→ **Estratto fornito**:
Dettaglio Legge Regionale

Norme in materia di caccia, pesca, foreste, ambiente, usi civici, agricoltura, patrimonio ed urbanistica. (12-12-2011)
Bolzano
Legge n.14 del 12-12-2011
n.51 del 20-12-2011
Politiche infrastrutturali
/ Rinuncia parziale

RINUNZIA PARZIALE

La legge della provincia di Bolzano n. 14/2011 recante:" Norme in materia di caccia, pesca, foreste, ambiente,usi civici, agricoltura, patrimonio ed urbanistica è stata oggetto di impugnazione governativa, giusta delibera del consiglio dei Ministri del 3 febbraio 2012, per vari profili di illegittimità.
Tra le varie disposizioni impugnate, si censurava l'art. 2, comma 15, che inseriva l'art. 36 bis alla legge provinciale 17 luglio 1987, n. 14, in materia di tributi.
Tale disposizione stabiliva che l'associazione dei cacciatori istituisce un fondo di garanzia da utilizzare per indennizzare ogni danno arrecato alle colture agricole e forestali dalla fauna selvatica cacciabile. In particolare, in detta norma è previsto che il fondo venga alimentato da un "contributo finanziario annuale o d'ospite nella misura compresa fra il cinque ed il dieci per cento della tassa di concessione annuale per la licenza di porto di fucile per uso caccia".
Tale contributo rappresentava, in sostanza, un tributo a carico di quei soggetti titolari di permessi annuali o d'ospite che esercitano l'attività venatoria e che sono tenuti a risarcire il danno causato alle colture agricole e forestai dalla fauna selvatica cacciabile.

→ **Obiettivo 1**: Trova e copia tutte le righe che contengono la parola "blurred", tenendo conto di maiuscole e minuscole.

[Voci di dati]
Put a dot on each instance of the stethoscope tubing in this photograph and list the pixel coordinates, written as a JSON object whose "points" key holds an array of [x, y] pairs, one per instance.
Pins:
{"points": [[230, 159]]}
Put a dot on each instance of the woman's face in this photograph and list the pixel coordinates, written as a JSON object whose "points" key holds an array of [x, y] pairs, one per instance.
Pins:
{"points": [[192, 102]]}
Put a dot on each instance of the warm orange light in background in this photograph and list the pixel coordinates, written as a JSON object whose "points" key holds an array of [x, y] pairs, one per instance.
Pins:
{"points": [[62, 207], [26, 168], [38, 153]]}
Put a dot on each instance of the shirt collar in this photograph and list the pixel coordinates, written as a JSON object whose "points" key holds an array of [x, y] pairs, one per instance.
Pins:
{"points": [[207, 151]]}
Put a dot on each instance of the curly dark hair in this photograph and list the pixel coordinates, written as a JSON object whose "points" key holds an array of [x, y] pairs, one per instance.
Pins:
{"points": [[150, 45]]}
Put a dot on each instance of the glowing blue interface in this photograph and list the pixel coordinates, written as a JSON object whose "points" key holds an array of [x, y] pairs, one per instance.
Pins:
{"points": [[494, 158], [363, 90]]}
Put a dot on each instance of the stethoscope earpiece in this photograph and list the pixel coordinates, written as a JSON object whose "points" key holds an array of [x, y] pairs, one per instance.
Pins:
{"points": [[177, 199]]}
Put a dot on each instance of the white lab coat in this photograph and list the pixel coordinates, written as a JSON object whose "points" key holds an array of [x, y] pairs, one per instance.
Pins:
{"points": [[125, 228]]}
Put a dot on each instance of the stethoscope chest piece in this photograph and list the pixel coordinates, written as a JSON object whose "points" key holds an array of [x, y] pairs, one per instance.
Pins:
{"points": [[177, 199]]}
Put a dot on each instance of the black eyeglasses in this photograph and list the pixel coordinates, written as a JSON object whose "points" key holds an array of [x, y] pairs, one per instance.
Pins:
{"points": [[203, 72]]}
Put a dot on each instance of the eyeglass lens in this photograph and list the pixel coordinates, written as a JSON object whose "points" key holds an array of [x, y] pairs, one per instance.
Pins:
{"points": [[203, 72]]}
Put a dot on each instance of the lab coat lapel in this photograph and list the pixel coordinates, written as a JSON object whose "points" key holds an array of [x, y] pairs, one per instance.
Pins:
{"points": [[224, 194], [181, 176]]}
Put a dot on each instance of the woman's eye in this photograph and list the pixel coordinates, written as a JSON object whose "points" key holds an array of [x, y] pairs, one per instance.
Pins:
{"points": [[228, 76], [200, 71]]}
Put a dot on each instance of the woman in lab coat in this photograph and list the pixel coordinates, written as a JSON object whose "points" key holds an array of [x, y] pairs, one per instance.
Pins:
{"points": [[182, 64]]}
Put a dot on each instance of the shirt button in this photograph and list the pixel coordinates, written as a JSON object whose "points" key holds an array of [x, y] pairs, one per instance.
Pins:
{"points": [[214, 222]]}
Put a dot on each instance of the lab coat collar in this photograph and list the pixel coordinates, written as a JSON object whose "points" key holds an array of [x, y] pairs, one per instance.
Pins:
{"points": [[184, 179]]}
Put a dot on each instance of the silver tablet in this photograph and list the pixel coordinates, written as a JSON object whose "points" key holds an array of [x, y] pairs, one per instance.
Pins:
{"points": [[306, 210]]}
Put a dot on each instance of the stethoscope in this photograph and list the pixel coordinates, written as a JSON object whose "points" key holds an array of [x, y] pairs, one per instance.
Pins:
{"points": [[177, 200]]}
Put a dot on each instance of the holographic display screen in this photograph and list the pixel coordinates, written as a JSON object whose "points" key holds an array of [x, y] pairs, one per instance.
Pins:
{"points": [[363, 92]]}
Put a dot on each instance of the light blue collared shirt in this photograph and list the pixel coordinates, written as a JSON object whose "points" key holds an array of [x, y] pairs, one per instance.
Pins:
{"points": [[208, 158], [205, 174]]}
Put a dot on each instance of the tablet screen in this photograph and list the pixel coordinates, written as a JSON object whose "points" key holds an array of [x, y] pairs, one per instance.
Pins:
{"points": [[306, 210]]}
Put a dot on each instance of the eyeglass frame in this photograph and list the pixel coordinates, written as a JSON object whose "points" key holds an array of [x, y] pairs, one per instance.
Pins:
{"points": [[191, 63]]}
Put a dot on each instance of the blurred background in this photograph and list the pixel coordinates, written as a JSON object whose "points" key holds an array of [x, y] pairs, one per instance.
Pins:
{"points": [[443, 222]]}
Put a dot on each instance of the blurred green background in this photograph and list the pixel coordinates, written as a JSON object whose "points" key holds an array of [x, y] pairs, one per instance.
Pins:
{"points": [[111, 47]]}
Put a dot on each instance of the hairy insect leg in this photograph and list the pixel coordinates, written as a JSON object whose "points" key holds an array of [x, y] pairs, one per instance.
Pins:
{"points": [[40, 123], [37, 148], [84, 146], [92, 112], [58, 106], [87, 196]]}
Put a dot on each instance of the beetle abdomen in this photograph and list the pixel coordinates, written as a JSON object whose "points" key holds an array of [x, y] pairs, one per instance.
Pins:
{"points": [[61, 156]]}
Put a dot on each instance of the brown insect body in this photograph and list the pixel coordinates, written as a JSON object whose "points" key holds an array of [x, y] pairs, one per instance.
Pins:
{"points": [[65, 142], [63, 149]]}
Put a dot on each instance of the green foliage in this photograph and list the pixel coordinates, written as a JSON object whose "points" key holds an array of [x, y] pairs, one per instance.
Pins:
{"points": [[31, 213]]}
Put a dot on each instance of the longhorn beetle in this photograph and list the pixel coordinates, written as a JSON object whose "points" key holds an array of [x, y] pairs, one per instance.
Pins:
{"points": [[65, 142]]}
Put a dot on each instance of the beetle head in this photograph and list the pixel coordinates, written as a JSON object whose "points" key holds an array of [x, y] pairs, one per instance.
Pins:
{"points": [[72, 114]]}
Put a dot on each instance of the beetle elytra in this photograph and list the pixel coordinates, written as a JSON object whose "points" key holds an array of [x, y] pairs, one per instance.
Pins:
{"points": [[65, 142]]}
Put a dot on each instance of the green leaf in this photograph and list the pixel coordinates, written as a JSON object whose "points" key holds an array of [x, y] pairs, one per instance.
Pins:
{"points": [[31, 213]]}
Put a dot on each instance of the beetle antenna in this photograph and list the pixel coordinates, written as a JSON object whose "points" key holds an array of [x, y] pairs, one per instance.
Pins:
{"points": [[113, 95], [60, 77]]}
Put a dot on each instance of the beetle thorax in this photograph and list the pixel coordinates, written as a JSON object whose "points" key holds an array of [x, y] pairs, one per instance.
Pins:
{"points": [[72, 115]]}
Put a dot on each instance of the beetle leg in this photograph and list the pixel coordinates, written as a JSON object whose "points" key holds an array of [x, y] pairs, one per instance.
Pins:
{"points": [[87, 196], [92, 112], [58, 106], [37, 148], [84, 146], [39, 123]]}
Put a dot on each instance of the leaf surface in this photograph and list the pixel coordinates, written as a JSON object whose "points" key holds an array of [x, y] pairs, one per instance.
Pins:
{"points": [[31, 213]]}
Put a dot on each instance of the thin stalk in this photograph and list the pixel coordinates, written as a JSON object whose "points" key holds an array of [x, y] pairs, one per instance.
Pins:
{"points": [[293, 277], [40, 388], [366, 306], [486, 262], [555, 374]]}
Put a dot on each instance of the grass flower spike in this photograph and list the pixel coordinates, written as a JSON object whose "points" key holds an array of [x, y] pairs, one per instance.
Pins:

→ **Obiettivo 2**: Ripeti il passo del testo sulla legge provinciale di Bolzano che va da "RINUNZIA PARZIALE" fino a "profili di illegittimità.".

→ **Soluzione dell'esercizio 1**:
Put a dot on each instance of the blurred background in this photograph and list the pixel coordinates, written as a JSON object whose "points" key holds an array of [x, y] pairs, one per instance.
Put a dot on each instance of the blurred green background in this photograph and list the pixel coordinates, written as a JSON object whose "points" key holds an array of [x, y] pairs, one per instance.

→ **Soluzione dell'esercizio 2**:
RINUNZIA PARZIALE

La legge della provincia di Bolzano n. 14/2011 recante:" Norme in materia di caccia, pesca, foreste, ambiente,usi civici, agricoltura, patrimonio ed urbanistica è stata oggetto di impugnazione governativa, giusta delibera del consiglio dei Ministri del 3 febbraio 2012, per vari profili di illegittimità.